*WHAT IS BEING ASKED*
Could you copy out, word for word, the items from the line containing "Where can the grey" through the line containing "Query: grey fabric", including both of those lines and nothing else?

--- Start of THE RECORDS ---

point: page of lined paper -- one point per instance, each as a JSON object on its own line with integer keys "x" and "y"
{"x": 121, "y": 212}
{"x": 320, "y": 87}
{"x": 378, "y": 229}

--- End of THE RECORDS ---
--- Start of THE RECORDS ---

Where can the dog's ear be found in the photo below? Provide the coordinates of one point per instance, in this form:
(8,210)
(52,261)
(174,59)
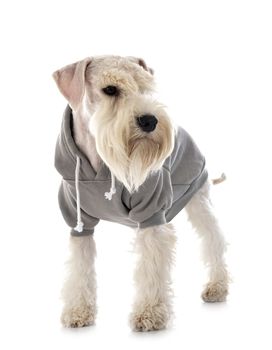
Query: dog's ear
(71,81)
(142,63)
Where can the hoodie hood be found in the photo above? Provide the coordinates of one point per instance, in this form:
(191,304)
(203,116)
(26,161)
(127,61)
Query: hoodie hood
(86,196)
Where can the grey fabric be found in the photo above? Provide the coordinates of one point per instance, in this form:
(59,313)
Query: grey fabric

--- End of THE RECORDS ---

*OUTPUT BELOW*
Where can the grey fabric be found in the photo above? Provide the coordinates of one point per instance, in this form:
(59,313)
Query: grey fabric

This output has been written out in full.